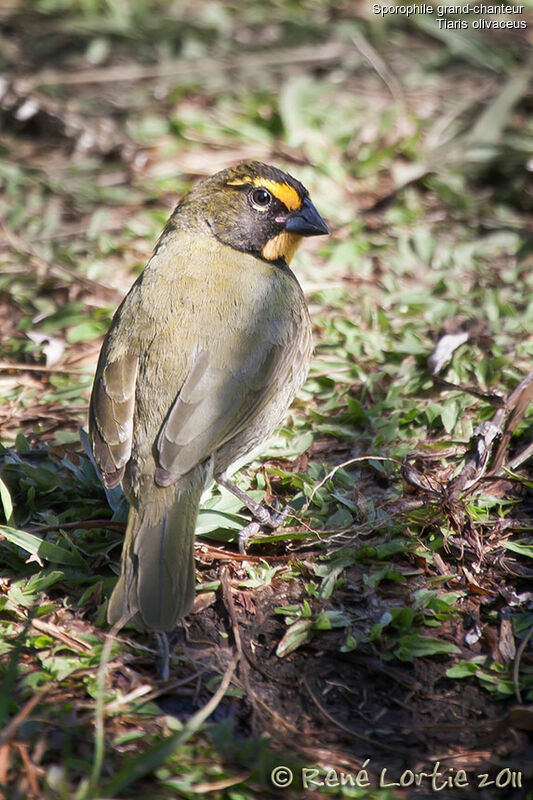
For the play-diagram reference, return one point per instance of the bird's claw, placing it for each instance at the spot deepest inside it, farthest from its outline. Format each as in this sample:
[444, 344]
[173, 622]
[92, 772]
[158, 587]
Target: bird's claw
[263, 518]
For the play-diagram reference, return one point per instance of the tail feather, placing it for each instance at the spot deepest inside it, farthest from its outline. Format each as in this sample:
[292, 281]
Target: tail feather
[156, 584]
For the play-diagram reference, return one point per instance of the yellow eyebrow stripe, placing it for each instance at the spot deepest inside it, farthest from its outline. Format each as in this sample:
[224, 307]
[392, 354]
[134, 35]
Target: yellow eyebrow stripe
[283, 191]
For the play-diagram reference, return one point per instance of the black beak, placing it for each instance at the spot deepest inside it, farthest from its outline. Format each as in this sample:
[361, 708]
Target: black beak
[307, 221]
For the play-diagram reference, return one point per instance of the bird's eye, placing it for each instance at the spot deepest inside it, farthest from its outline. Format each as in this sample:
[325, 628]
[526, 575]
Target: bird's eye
[261, 198]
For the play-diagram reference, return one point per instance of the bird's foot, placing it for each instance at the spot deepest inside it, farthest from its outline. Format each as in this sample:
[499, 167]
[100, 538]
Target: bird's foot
[270, 519]
[163, 658]
[263, 517]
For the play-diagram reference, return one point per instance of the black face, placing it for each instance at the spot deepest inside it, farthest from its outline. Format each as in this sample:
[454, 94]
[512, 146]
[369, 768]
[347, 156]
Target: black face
[249, 205]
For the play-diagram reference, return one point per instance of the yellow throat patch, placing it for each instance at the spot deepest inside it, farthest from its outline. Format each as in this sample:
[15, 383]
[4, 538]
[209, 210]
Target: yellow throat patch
[284, 245]
[283, 191]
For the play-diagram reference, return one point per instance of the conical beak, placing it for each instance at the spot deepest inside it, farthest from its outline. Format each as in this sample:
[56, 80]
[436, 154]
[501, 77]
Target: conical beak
[307, 221]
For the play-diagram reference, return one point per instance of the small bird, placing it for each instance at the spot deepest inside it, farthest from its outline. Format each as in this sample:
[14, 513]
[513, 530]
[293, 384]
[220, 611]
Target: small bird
[202, 360]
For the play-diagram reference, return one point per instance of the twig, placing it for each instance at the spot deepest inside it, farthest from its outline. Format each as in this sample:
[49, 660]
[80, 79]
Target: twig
[230, 608]
[77, 645]
[26, 249]
[340, 466]
[516, 665]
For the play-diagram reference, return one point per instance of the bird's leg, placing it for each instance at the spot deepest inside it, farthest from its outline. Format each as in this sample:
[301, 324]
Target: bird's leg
[272, 519]
[163, 661]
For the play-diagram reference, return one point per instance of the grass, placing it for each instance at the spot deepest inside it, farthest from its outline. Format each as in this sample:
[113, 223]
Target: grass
[390, 619]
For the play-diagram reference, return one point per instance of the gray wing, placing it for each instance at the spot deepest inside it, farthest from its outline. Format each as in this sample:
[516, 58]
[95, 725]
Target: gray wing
[111, 417]
[214, 404]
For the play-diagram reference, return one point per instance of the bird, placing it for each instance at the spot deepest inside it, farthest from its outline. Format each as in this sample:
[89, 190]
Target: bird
[202, 359]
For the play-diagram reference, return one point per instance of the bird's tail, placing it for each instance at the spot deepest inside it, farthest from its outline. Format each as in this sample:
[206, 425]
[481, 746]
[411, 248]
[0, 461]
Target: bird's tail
[156, 583]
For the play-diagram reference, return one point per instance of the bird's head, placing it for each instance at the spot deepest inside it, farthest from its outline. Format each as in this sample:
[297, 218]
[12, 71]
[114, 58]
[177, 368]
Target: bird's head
[255, 208]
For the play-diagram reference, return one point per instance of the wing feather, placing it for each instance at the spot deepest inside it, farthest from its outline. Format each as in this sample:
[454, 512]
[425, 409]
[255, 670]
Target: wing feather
[111, 417]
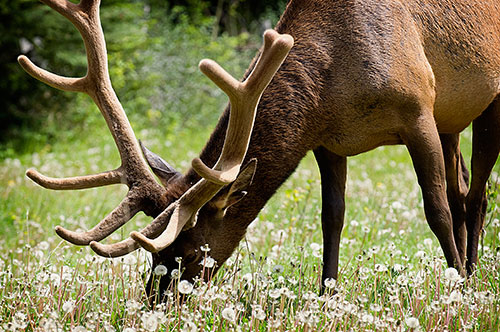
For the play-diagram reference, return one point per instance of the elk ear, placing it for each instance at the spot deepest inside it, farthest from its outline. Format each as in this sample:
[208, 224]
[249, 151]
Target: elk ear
[160, 167]
[235, 191]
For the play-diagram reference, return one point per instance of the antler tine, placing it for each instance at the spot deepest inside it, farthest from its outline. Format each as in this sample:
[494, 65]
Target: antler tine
[55, 81]
[244, 98]
[133, 171]
[77, 182]
[128, 208]
[128, 245]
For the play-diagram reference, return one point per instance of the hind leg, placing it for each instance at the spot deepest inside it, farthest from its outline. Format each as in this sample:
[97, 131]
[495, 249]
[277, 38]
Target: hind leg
[457, 186]
[485, 149]
[333, 170]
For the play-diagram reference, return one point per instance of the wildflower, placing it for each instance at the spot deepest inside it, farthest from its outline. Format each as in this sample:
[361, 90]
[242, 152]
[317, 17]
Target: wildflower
[208, 262]
[185, 287]
[278, 269]
[175, 273]
[205, 248]
[229, 314]
[19, 321]
[455, 296]
[149, 322]
[367, 318]
[44, 245]
[412, 322]
[258, 313]
[451, 274]
[132, 306]
[274, 293]
[130, 260]
[330, 282]
[160, 270]
[420, 254]
[68, 306]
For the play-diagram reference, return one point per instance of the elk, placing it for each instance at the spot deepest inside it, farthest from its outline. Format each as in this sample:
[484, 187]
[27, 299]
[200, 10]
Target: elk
[360, 74]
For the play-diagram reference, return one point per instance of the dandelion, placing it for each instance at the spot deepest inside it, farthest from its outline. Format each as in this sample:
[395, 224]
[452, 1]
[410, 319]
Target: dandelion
[420, 254]
[278, 269]
[149, 322]
[208, 262]
[274, 293]
[229, 314]
[205, 248]
[175, 274]
[412, 322]
[185, 287]
[258, 313]
[44, 245]
[367, 318]
[451, 274]
[68, 306]
[455, 296]
[330, 283]
[160, 270]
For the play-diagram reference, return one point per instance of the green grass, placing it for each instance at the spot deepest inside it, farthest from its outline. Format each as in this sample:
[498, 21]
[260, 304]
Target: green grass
[392, 268]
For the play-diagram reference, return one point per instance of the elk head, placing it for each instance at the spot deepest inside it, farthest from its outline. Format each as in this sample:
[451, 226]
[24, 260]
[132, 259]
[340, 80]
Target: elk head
[188, 208]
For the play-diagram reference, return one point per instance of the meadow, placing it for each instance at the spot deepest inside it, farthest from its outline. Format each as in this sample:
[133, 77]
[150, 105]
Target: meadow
[393, 275]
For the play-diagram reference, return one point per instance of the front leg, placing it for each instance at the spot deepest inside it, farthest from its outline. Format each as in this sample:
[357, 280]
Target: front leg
[457, 180]
[424, 145]
[333, 170]
[485, 149]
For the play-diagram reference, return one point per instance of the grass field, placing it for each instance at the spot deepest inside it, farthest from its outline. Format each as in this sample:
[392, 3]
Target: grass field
[393, 276]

Exercise aim:
Please revise all the data above, changing every "play-diagram reference" to "field-sketch reference" and keeping everything else the same, and leave out the pictures.

Output for this exercise:
For the field-sketch reference, return one point per instance of the bird's claw, placing it for each instance at the spot deepest inside it, farthest from its outline. Format each as in this sample:
[444, 344]
[173, 622]
[92, 772]
[158, 587]
Target: bird's claw
[263, 518]
For the field-sketch reference, return one point per instance of the tail feather, placing it for each instance at the spot deepest inside it, farthest from its outline. Format each as in this sample:
[292, 281]
Target: tail feather
[156, 584]
For the field-sketch reference, return one point per instance of the yellow eyebrow stripe, placing it for each instance at the spot deepest inside it, farthest from its outline. Format each as in this sample:
[224, 307]
[392, 354]
[134, 35]
Target: yellow eyebrow stripe
[283, 191]
For the field-sketch reference, return one point per instance of the black beak, placing it for each instance at the spot deepest inside it, farthest from its outline. Format each as in this sample:
[361, 708]
Target: black beak
[307, 221]
For the field-sketch reference, return one point per instance of the bird's eye, placing it for each instance at the spot deepest inside it, farthest from its outline. Format each as in this sample:
[325, 628]
[526, 575]
Target: bird's eye
[261, 198]
For the field-sketch reference, return one point per instance of the bird's foot, placing it for each instance at the spot deepest inside it, farthest from its outline. Format each as in this sample:
[499, 167]
[100, 538]
Target: bird's foot
[270, 519]
[163, 658]
[263, 517]
For the field-sketch reference, return one point per instance of the black face, placing it for each instance at the spot deepest inside it, farthest from its outline. Format each as in this sample:
[454, 94]
[512, 146]
[369, 768]
[347, 156]
Target: black face
[249, 205]
For the field-sketch reference, return one point per instance of the yellow throat patch, placing it for each instance at the spot deepest inside it, farthest from its outline. Format each as in this sample:
[15, 383]
[4, 538]
[209, 210]
Target: yellow throat patch
[284, 245]
[283, 191]
For the field-sketch reference, return one point per instance of the conical beak, placing it for each instance at the spot deepest inside it, farthest from its outline. Format each as in this sample:
[56, 80]
[436, 154]
[501, 77]
Target: conical beak
[307, 221]
For the field-sketch reference, return one point per instance of the small bird, placing it for each instance at the spot deepest inside it, farthest from its outline. Format each as in this sample:
[14, 513]
[513, 530]
[293, 384]
[220, 611]
Target: small bird
[202, 360]
For the field-sketch reference, return one point per instance of the twig, placing it for each instance at the spot deepest inside it, farthest from its outline. Format each as in this sample:
[49, 660]
[80, 79]
Target: twig
[230, 608]
[77, 645]
[26, 249]
[340, 466]
[516, 665]
For the field-sketch reference, return one point per instance of the bird's leg, placing it for each instance at the spot deepest inside it, farthest from its outline. Format each as in this sample:
[301, 324]
Target: bird's leg
[272, 519]
[163, 661]
For the field-sketch reference, return one point per instance of the grass, placing it for each instance at the spot deepest inside it, farthest from its outline. Format each as in this sample:
[113, 223]
Target: grass
[390, 619]
For the field-sketch reference, return one point per instance of the gray wing, placing it for each instance at the spot deepest inside it, farthest from its outline. Format each as in this sample:
[516, 58]
[95, 725]
Target: gray wing
[111, 417]
[214, 404]
For the field-sketch reference, return one point per instance of the bird, placing it for each instance at the spot deepest inside it, farthest from its outline. Format each as in this sample:
[89, 190]
Target: bird
[202, 359]
For the field-sketch reference, return one point per instance of the bird's tail, placing it for each instance at the spot deepest inside it, farthest from its outline. Format each as in this sample:
[206, 425]
[481, 746]
[411, 248]
[0, 461]
Target: bird's tail
[156, 583]
For the field-sketch reference, return one point per instance of the bird's head, placing it for each instance at the spot deepest inside it, farthest from its outline. Format each as in this sample:
[297, 218]
[12, 71]
[114, 58]
[177, 368]
Target: bird's head
[255, 208]
For the field-sketch reference, return one point per instance of the wing feather, placing it for each instance at the spot deepest inside it, farthest from its outline. Format each as in this sample:
[454, 512]
[425, 409]
[255, 670]
Target: wing feather
[111, 417]
For the field-sketch reference, return one point per instance of the elk ear, placing it for each instance at the spot deepest inside it, farthest from its outline. Format each as in this sample:
[208, 224]
[249, 151]
Target: elk ear
[160, 167]
[235, 191]
For the field-sketch reference, return one point per instance of the antler tine, placing it for each instance at the spot deepest inside it, farthest from its outline. Format each as in this sample:
[494, 65]
Target: antler tine
[55, 81]
[244, 98]
[133, 171]
[77, 182]
[128, 208]
[128, 245]
For the field-sketch reference, return one point per instance of the hind leg, placing it for each instance at the spot deepest inside it, farthest from its outline. Format each as in this sample:
[97, 131]
[495, 249]
[277, 38]
Target: hind leg
[457, 186]
[485, 149]
[333, 170]
For the field-sketch reference, return one point per instance of the wildflower, placing it for each instance at the spot deepest inside it, farthest from its outline. Format each as in this sample:
[361, 90]
[242, 152]
[317, 17]
Target: wildflower
[208, 262]
[185, 287]
[278, 269]
[175, 273]
[205, 248]
[229, 314]
[19, 321]
[455, 296]
[149, 322]
[367, 318]
[44, 245]
[412, 322]
[258, 313]
[451, 274]
[132, 306]
[274, 293]
[130, 260]
[330, 282]
[160, 270]
[420, 254]
[68, 306]
For the field-sketch reference, return one point per instance of the elk, placing it for each instance at the spot deepest inside it, farthest from its outline. Format each as in this sample:
[484, 187]
[27, 299]
[200, 10]
Target: elk
[360, 74]
For the field-sketch reference, return one point per instance of the dandelion, placing it for each instance at the spot deepest inside it, farthest from its outline. Format each as in this sample:
[395, 224]
[452, 1]
[410, 319]
Target: dandelion
[420, 254]
[278, 269]
[149, 322]
[208, 262]
[274, 293]
[229, 314]
[205, 248]
[175, 274]
[412, 322]
[185, 287]
[258, 313]
[44, 245]
[367, 318]
[451, 274]
[68, 306]
[455, 296]
[330, 283]
[160, 270]
For the field-sketch reference, return one point per instance of the green grass, placing it for each instance at the spot deepest inside it, farthest from its outline. Format each as in this sample:
[498, 21]
[260, 304]
Target: green grass
[392, 268]
For the field-sketch reference, return one point per instance of the elk head, placing it for each instance at the spot deepest inside it, farthest from its outline. Format each as in this sample:
[451, 226]
[24, 260]
[132, 259]
[340, 80]
Target: elk head
[188, 208]
For the field-sketch reference, return one point per instance of the meadow, placing it for each instance at the spot deepest inside it, farthest from its outline. Format each as in this sample:
[133, 77]
[150, 105]
Target: meadow
[393, 275]
For the field-sketch reference, return one point per instance of the front leg, placing it for each instance at the spot deepest inside it, farthest from its outline. Format each as in this sample:
[357, 280]
Target: front leg
[457, 180]
[424, 145]
[333, 170]
[485, 149]
For the field-sketch reference, return one point per instance of the grass field, placing it for each instance at the spot deepest inside it, farthest from its outline. Format each as in this sample:
[392, 3]
Target: grass field
[393, 276]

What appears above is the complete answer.